— Given request —
Rewrite the lines below as a numbered list, leaving out any blank lines.

— Data rows —
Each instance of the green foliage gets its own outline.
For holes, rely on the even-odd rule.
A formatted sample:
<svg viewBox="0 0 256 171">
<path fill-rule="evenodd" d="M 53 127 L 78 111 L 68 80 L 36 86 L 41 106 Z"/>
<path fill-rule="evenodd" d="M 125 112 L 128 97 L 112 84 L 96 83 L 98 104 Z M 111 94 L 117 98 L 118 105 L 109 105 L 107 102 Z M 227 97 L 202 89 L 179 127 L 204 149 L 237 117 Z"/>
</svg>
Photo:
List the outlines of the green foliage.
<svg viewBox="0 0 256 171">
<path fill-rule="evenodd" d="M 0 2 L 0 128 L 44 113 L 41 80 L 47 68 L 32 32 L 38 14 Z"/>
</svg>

— The response —
1. Each instance of the green foliage gets its own outline.
2. For holes, rely on the even-odd rule.
3. A formatted sample:
4. <svg viewBox="0 0 256 171">
5. <path fill-rule="evenodd" d="M 53 127 L 78 111 L 68 80 L 36 86 L 41 106 Z"/>
6. <path fill-rule="evenodd" d="M 125 112 L 128 97 L 112 84 L 96 83 L 98 104 Z M 111 94 L 117 98 L 118 105 L 109 105 L 107 102 Z M 227 97 L 202 89 L 179 127 L 204 149 L 237 117 Z"/>
7. </svg>
8. Photo:
9. List the outlines of the green foliage.
10. <svg viewBox="0 0 256 171">
11. <path fill-rule="evenodd" d="M 0 2 L 0 128 L 44 113 L 41 80 L 47 68 L 32 32 L 38 14 Z"/>
12. </svg>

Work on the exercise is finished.